> **Instructions to follow**: Starting with the line that contains "Please put a marker on the ribbon", write out each line through the end of the listing, unchanged. Output nothing else.

========

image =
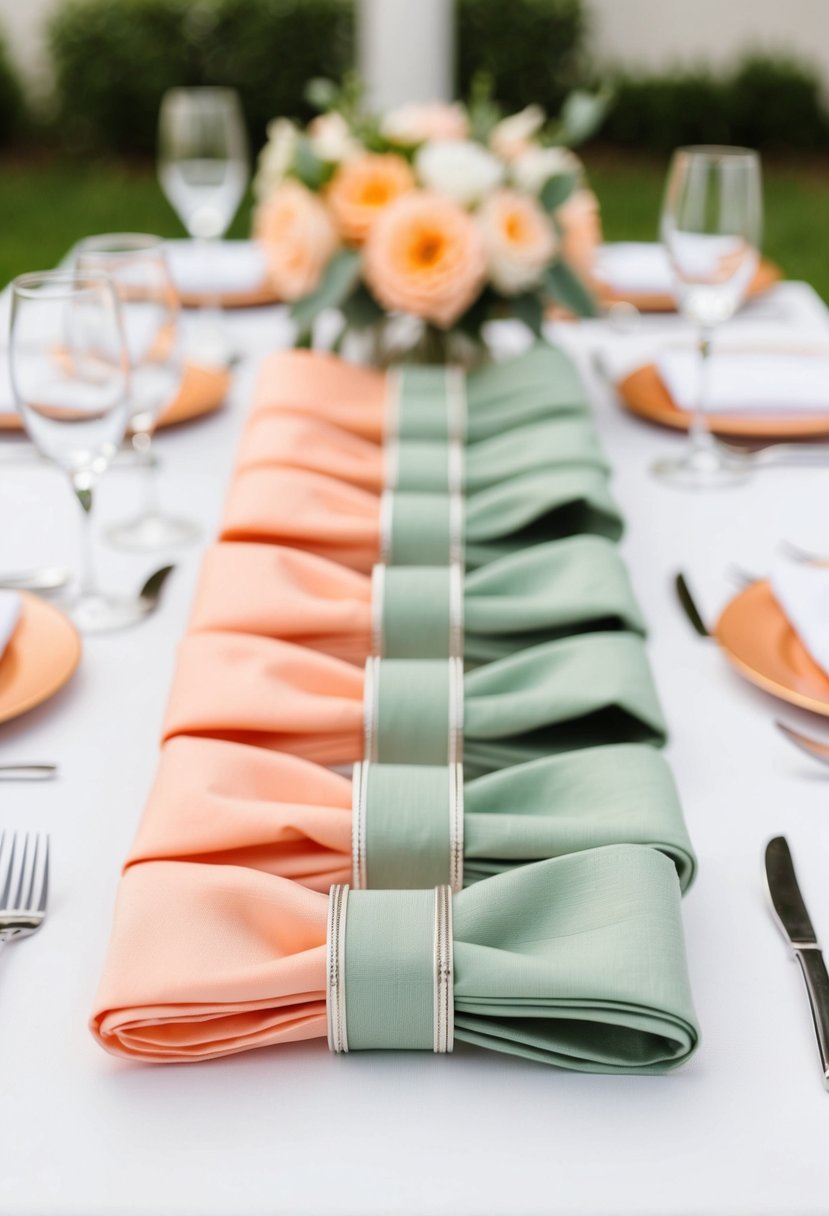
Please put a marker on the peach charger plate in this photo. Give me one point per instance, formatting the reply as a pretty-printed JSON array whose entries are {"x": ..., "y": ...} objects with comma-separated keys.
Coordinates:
[
  {"x": 757, "y": 639},
  {"x": 41, "y": 654},
  {"x": 203, "y": 389}
]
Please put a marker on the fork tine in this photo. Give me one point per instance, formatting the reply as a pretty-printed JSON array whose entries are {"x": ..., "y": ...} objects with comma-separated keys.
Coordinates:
[
  {"x": 21, "y": 880},
  {"x": 34, "y": 872},
  {"x": 44, "y": 887},
  {"x": 10, "y": 868}
]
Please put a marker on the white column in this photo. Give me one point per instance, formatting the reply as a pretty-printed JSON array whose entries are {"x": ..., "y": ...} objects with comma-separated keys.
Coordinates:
[{"x": 406, "y": 50}]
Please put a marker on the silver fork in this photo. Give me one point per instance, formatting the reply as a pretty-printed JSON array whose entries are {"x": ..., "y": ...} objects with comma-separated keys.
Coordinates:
[{"x": 23, "y": 885}]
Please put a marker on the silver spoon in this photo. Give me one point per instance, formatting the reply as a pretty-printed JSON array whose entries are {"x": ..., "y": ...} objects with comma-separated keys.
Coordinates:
[
  {"x": 45, "y": 578},
  {"x": 27, "y": 771}
]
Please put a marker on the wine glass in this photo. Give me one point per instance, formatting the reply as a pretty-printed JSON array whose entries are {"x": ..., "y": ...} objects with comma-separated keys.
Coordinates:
[
  {"x": 710, "y": 226},
  {"x": 203, "y": 167},
  {"x": 69, "y": 373},
  {"x": 150, "y": 315}
]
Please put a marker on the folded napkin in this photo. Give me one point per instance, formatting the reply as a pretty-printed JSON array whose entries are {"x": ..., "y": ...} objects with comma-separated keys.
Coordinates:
[
  {"x": 635, "y": 268},
  {"x": 10, "y": 614},
  {"x": 231, "y": 804},
  {"x": 567, "y": 586},
  {"x": 294, "y": 442},
  {"x": 577, "y": 962},
  {"x": 802, "y": 592},
  {"x": 569, "y": 693},
  {"x": 342, "y": 522},
  {"x": 223, "y": 268},
  {"x": 750, "y": 381},
  {"x": 534, "y": 387}
]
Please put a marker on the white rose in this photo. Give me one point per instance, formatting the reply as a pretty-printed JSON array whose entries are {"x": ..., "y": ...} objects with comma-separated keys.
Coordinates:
[
  {"x": 533, "y": 168},
  {"x": 458, "y": 168},
  {"x": 277, "y": 157},
  {"x": 512, "y": 135},
  {"x": 419, "y": 122},
  {"x": 331, "y": 138}
]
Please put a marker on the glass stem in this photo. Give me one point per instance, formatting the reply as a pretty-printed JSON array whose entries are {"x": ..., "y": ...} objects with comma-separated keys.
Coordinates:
[
  {"x": 701, "y": 440},
  {"x": 82, "y": 483},
  {"x": 141, "y": 444}
]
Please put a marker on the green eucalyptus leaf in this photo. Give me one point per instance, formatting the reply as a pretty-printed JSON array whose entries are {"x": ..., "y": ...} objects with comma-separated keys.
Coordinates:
[
  {"x": 308, "y": 167},
  {"x": 322, "y": 94},
  {"x": 339, "y": 279},
  {"x": 529, "y": 309},
  {"x": 557, "y": 190},
  {"x": 567, "y": 288},
  {"x": 582, "y": 113},
  {"x": 361, "y": 310}
]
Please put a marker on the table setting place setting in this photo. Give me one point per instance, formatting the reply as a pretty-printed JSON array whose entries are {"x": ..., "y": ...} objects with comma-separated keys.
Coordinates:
[{"x": 429, "y": 490}]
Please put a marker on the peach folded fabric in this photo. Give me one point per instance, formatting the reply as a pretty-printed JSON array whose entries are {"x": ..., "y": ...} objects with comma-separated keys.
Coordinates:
[
  {"x": 244, "y": 966},
  {"x": 353, "y": 397},
  {"x": 306, "y": 511},
  {"x": 237, "y": 805},
  {"x": 270, "y": 693},
  {"x": 285, "y": 592}
]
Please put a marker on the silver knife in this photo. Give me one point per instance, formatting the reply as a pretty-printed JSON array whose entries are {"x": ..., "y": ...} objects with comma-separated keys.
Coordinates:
[{"x": 796, "y": 927}]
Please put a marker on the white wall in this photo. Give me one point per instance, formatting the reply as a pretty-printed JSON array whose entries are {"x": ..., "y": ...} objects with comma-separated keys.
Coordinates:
[{"x": 641, "y": 33}]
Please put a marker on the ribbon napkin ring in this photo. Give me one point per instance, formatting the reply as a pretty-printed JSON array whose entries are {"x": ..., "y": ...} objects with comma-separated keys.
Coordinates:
[
  {"x": 421, "y": 528},
  {"x": 427, "y": 403},
  {"x": 389, "y": 970},
  {"x": 417, "y": 612},
  {"x": 406, "y": 826},
  {"x": 413, "y": 711}
]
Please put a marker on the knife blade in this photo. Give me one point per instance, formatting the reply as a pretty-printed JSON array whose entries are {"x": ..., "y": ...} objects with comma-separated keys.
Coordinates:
[{"x": 796, "y": 927}]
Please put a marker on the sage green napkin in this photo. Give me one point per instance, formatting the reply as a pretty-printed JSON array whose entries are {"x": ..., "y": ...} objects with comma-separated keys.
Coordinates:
[
  {"x": 547, "y": 445},
  {"x": 576, "y": 962},
  {"x": 575, "y": 692},
  {"x": 539, "y": 384},
  {"x": 620, "y": 793},
  {"x": 405, "y": 832},
  {"x": 505, "y": 517},
  {"x": 574, "y": 585}
]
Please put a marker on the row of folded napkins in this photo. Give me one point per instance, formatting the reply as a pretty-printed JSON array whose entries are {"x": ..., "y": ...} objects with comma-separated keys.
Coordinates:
[
  {"x": 233, "y": 690},
  {"x": 574, "y": 585}
]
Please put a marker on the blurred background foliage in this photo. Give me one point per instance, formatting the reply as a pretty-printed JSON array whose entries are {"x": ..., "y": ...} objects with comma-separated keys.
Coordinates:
[{"x": 112, "y": 60}]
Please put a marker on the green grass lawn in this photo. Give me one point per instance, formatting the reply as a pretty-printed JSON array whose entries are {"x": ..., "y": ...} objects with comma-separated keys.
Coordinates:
[{"x": 46, "y": 206}]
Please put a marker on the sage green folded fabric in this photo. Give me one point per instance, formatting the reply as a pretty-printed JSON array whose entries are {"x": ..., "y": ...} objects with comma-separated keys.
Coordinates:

========

> **Problem solution**:
Please put a marker on the ribbon napkin ring in this photo. Give me one point per instance, formatting the reply as a pretty-printed JSON array whose entries are {"x": ..., "y": ...} objects with comma-separated keys.
Coordinates:
[
  {"x": 421, "y": 528},
  {"x": 427, "y": 403},
  {"x": 389, "y": 970},
  {"x": 417, "y": 612},
  {"x": 406, "y": 826},
  {"x": 413, "y": 711}
]
Please put a marker on the knife blade in this photo. Give me one point per instance, formatting the reply as a pretty-printed JSON array whose entries are {"x": ..., "y": ...} objects with comma-separated keys.
Coordinates:
[{"x": 796, "y": 927}]
Please put a marker on the sage green napkin in this photo. Give me one point per instance, formatting the reply as a pretty-printed JSON array whose entries are {"x": ..., "y": ...} objects with comma-separated keys.
Coordinates:
[
  {"x": 547, "y": 445},
  {"x": 576, "y": 962},
  {"x": 575, "y": 692},
  {"x": 539, "y": 384},
  {"x": 620, "y": 793},
  {"x": 405, "y": 832},
  {"x": 505, "y": 517},
  {"x": 574, "y": 585}
]
Please put a marker on the row of folded napkins in this photo. Give me one point per instance, formatting the reply as a pretty-printed JSON array whose entries are {"x": ..., "y": ...} objects with comma-separated keys.
Coordinates:
[
  {"x": 233, "y": 690},
  {"x": 574, "y": 585}
]
Please put a marker on the blurred background foliage in this photo. Give me one point per instance, formatting the reply as a pretty-printed JSON array whose entries are {"x": ..., "y": ...} objects with comma-separated keys.
Coordinates:
[{"x": 112, "y": 60}]
Please put a marker on the green grass lawn in this photo. Give me one point per instance, formatting the reply as a pretty-printed JSON array whose entries are {"x": ..., "y": ...} objects with comma-separated keys.
Coordinates:
[{"x": 46, "y": 206}]
Please put a marker on the sage green folded fabric in this photo. Give me one point per instance, formatting the reply as a pretty-printed JSON array whose entries are {"x": ..., "y": ...} objects with comma-separated keys.
Coordinates:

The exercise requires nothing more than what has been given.